--- start Available records ---
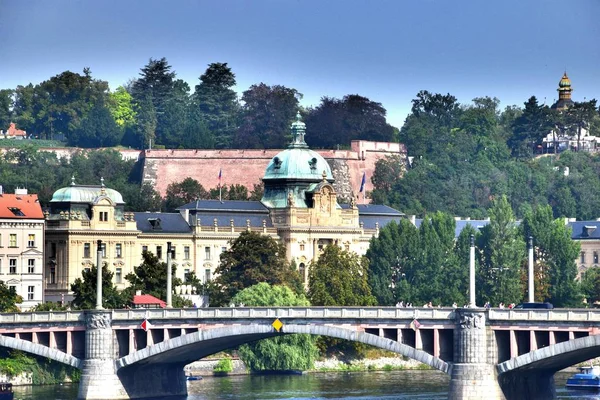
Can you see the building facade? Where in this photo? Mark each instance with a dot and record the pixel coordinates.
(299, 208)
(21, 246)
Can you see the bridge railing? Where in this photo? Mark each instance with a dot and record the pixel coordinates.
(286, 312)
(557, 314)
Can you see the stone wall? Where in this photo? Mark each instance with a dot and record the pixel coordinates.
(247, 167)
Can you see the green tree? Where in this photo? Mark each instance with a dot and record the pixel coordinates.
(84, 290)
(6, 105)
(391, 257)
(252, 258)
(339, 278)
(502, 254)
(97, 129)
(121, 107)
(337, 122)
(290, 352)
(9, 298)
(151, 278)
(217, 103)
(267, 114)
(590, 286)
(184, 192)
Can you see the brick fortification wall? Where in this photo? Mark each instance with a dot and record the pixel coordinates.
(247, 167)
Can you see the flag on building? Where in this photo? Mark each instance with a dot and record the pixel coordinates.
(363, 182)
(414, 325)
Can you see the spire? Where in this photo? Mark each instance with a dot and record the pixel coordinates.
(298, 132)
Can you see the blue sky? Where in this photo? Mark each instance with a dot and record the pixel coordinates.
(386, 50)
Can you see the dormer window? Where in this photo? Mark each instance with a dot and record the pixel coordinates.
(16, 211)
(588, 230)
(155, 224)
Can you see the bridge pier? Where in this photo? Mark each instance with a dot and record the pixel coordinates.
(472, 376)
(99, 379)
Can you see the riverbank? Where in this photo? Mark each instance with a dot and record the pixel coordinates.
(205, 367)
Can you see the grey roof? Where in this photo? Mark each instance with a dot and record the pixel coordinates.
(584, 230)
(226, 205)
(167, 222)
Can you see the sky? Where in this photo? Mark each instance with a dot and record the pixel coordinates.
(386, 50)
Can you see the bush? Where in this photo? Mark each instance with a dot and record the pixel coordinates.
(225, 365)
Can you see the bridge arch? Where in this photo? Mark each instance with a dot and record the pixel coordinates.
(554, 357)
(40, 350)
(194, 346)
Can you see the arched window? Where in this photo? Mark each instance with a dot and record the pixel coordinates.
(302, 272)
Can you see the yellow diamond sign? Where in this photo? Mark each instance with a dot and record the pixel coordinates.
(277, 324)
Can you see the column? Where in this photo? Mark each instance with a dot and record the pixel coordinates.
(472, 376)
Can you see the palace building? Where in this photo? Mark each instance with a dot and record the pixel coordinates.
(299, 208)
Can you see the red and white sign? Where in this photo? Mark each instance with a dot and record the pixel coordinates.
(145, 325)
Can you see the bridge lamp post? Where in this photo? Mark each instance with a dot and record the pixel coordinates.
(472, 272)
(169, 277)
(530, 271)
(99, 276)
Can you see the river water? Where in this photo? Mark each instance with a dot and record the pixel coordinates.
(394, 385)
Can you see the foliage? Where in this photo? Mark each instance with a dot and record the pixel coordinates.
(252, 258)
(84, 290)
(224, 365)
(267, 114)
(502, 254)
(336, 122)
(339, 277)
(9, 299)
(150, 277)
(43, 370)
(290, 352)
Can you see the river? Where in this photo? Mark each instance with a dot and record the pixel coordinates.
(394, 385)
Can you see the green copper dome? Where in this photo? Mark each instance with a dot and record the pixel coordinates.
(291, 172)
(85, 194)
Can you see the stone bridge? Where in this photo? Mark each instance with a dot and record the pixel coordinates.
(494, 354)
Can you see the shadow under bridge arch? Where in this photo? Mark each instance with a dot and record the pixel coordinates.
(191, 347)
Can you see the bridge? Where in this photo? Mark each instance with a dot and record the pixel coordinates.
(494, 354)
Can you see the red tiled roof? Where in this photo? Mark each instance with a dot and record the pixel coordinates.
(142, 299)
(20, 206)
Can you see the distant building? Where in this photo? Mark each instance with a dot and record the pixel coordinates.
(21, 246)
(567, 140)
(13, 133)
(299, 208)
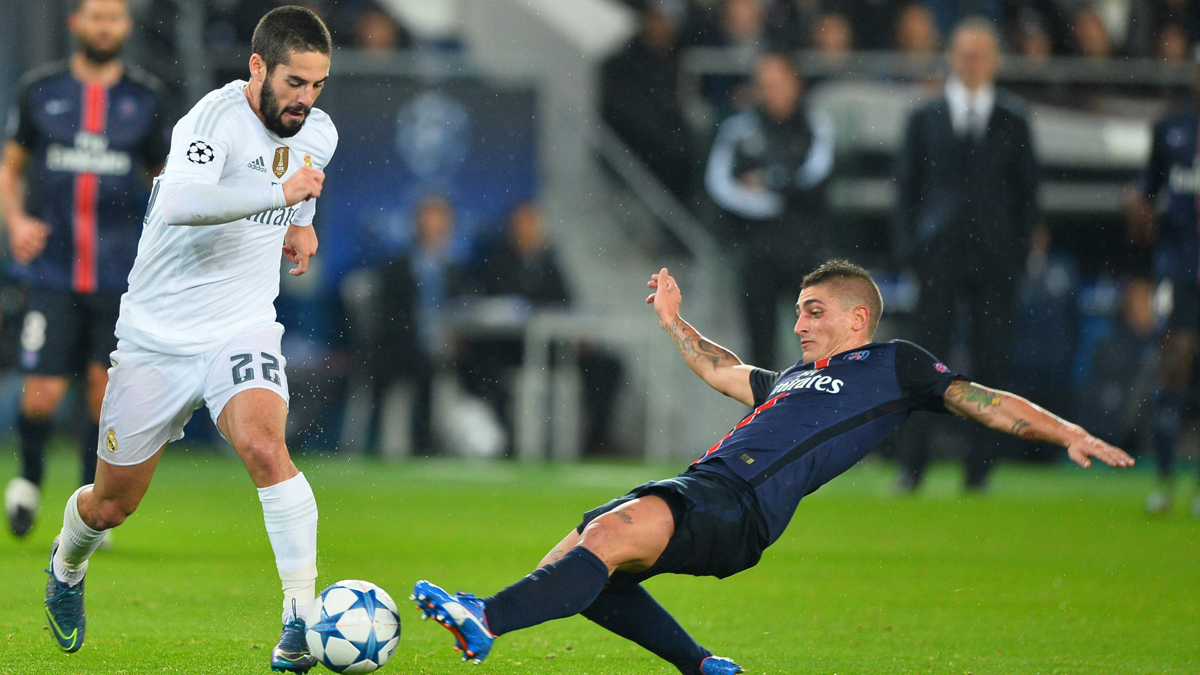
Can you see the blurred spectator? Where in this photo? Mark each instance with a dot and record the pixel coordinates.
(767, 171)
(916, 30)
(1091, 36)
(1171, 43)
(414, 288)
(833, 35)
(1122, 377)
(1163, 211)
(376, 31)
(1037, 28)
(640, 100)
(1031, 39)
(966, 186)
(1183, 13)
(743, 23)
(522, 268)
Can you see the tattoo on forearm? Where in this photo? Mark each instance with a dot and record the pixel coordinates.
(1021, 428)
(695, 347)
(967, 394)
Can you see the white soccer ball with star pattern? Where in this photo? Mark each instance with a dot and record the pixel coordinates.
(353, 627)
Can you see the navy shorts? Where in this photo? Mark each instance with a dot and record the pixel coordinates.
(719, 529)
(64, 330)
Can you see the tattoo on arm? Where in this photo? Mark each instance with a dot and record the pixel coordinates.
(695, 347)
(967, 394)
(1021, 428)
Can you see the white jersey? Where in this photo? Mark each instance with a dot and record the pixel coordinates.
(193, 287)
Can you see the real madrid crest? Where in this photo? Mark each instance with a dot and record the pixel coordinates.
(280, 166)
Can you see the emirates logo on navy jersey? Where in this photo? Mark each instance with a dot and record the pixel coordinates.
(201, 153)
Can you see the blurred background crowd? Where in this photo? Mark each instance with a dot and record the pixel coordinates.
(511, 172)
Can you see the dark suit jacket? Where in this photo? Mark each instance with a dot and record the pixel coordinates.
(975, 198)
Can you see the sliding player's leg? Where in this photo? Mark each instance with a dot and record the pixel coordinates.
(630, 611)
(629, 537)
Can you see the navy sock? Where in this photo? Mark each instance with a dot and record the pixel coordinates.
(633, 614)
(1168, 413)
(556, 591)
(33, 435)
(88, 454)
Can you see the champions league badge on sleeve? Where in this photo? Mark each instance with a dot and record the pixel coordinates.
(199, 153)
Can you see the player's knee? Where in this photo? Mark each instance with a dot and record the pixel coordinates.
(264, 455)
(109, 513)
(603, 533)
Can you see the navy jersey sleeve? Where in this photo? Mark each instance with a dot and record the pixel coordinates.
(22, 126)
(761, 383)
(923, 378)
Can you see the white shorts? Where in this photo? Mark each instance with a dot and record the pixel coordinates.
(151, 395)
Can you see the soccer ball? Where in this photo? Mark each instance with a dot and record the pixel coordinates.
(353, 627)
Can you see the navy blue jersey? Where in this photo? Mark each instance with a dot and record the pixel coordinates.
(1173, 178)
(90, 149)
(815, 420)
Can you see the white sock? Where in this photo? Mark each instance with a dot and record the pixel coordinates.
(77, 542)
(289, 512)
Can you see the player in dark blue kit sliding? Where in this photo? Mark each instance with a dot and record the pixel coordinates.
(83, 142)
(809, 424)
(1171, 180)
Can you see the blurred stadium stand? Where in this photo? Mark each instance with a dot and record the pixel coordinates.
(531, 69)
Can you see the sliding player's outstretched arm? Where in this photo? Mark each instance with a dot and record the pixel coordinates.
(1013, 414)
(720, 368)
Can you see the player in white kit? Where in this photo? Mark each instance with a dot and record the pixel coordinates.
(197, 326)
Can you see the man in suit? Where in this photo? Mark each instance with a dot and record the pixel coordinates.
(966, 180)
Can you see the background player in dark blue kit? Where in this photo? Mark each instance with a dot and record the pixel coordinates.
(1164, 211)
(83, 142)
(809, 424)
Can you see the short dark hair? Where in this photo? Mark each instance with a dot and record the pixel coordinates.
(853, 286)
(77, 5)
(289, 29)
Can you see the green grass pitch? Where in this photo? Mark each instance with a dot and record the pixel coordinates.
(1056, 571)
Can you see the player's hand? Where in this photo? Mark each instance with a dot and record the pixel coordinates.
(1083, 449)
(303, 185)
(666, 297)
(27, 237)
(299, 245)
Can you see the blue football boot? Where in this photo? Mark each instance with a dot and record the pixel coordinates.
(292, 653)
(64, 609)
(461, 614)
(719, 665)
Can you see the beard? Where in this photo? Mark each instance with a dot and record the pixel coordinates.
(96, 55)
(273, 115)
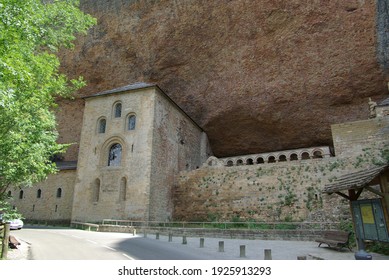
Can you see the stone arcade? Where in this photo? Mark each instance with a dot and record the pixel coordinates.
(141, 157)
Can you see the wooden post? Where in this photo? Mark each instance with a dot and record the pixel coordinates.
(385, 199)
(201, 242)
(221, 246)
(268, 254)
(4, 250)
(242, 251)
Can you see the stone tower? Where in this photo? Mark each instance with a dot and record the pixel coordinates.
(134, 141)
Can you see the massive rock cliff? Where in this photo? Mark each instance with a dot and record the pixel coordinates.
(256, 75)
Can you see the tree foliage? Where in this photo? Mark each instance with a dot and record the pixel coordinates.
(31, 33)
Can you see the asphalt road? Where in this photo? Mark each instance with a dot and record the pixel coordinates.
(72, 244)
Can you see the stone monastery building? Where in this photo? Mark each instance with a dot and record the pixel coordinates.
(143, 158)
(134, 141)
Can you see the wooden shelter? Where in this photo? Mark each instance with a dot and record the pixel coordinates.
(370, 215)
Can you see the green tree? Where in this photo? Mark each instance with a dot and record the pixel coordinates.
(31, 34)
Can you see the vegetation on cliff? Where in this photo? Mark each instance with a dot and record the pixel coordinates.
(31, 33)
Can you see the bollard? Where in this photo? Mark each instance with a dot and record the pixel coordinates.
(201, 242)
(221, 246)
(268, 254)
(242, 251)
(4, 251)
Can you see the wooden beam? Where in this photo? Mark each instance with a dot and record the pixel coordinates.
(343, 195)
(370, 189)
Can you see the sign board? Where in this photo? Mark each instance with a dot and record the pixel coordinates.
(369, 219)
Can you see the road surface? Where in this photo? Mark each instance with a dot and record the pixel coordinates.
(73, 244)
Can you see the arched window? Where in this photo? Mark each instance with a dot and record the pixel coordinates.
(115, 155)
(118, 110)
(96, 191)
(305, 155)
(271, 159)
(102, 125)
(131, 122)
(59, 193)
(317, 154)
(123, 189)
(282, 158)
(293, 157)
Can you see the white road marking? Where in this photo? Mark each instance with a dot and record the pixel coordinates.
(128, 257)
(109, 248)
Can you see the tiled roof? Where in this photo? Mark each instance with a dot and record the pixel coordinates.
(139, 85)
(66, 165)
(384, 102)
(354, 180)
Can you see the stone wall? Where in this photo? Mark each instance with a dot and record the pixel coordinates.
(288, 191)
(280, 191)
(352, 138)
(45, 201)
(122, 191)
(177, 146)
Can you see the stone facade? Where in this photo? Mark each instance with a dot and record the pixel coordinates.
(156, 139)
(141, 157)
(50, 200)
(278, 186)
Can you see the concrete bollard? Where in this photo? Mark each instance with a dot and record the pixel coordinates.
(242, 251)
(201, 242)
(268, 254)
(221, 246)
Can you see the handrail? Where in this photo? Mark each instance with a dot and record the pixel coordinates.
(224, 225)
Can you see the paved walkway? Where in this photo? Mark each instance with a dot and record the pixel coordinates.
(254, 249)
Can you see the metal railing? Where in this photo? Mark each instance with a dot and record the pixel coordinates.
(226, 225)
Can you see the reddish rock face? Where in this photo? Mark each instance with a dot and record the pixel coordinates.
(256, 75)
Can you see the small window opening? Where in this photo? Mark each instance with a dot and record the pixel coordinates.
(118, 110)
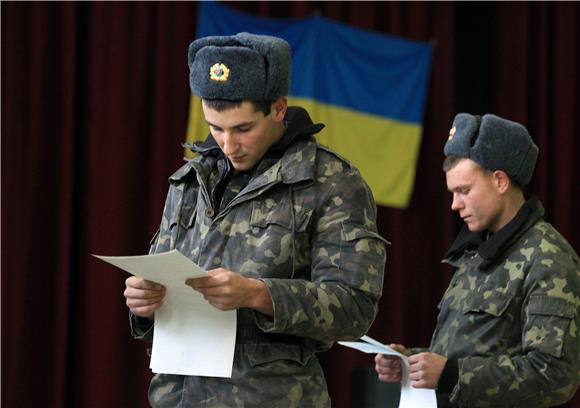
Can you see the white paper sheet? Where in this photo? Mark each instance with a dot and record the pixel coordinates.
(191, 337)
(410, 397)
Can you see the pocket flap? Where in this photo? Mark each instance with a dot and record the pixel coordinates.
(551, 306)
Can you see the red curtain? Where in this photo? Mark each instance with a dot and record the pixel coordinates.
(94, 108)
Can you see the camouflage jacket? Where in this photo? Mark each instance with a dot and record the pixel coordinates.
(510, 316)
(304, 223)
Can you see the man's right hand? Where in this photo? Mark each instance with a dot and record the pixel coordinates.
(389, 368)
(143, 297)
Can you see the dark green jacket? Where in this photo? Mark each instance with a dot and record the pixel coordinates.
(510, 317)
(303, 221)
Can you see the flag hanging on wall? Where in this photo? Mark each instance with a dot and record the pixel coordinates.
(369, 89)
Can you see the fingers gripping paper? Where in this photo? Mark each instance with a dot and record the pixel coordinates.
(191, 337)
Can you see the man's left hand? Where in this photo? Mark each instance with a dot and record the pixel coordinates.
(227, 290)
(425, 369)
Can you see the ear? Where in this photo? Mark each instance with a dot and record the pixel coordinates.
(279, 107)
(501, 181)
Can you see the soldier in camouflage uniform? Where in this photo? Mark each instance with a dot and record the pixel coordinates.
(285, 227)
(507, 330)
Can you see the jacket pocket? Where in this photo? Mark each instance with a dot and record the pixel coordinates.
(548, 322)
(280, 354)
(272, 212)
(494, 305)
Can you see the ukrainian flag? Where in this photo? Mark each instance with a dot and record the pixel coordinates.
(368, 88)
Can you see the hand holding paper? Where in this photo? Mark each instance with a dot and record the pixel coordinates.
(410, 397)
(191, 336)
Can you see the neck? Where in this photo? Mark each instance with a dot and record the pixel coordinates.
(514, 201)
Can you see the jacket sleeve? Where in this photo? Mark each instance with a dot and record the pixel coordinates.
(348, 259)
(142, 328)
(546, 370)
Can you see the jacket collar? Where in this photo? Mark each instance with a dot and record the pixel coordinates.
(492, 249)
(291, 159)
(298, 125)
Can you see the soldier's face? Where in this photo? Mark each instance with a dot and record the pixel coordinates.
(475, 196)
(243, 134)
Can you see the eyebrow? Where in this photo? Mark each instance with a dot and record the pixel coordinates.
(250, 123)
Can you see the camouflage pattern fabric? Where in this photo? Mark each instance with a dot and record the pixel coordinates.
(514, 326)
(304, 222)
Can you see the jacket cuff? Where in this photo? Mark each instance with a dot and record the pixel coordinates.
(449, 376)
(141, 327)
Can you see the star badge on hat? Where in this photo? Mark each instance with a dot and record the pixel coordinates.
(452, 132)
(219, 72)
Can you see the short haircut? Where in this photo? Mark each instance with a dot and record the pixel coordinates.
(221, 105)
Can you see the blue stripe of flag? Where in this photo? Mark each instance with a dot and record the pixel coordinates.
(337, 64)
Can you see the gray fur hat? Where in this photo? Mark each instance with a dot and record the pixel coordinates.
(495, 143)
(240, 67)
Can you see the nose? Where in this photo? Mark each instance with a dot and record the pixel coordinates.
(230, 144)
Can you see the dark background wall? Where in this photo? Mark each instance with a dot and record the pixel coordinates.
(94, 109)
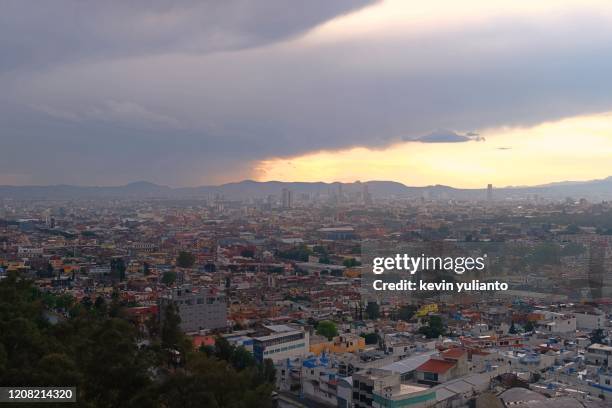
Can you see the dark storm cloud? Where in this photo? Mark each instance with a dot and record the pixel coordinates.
--- end Available records ---
● Task objective: Write out an exact reproduction of the lines from the line that holds "Can you see the jacket cuff?" to the bottom of the listing above, both ends included. Exclude pictures.

● Completed exercise:
Can you see the jacket cuff? Where in this photo? Mark each instance with a dot and record the pixel coordinates.
(449, 376)
(141, 327)
Can you see the star badge on hat? Where in this photo? Mark each instance with a dot and record the pixel coordinates.
(452, 132)
(219, 72)
Can you see the short haircut? Where in this photo? Mark each instance with a dot and record the pixel coordinates.
(221, 105)
Can you see the blue stripe of flag? Where in this photo? Mark each instance with a dot and record the pixel coordinates.
(337, 64)
Can you see the gray fur hat? Where in this photo? Mark each instance with a dot and record the pixel coordinates.
(495, 143)
(240, 67)
Can you see the nose? Where in this photo? Mark each instance with a dot and record the pixel coordinates.
(230, 144)
Can you see the dark background wall? Where in this photo? Mark each instance with a dot and record the pixel coordinates.
(94, 109)
Can you see the dark storm cloud? Where in this photo? Mark each instance with a dot and record the pixel coordinates.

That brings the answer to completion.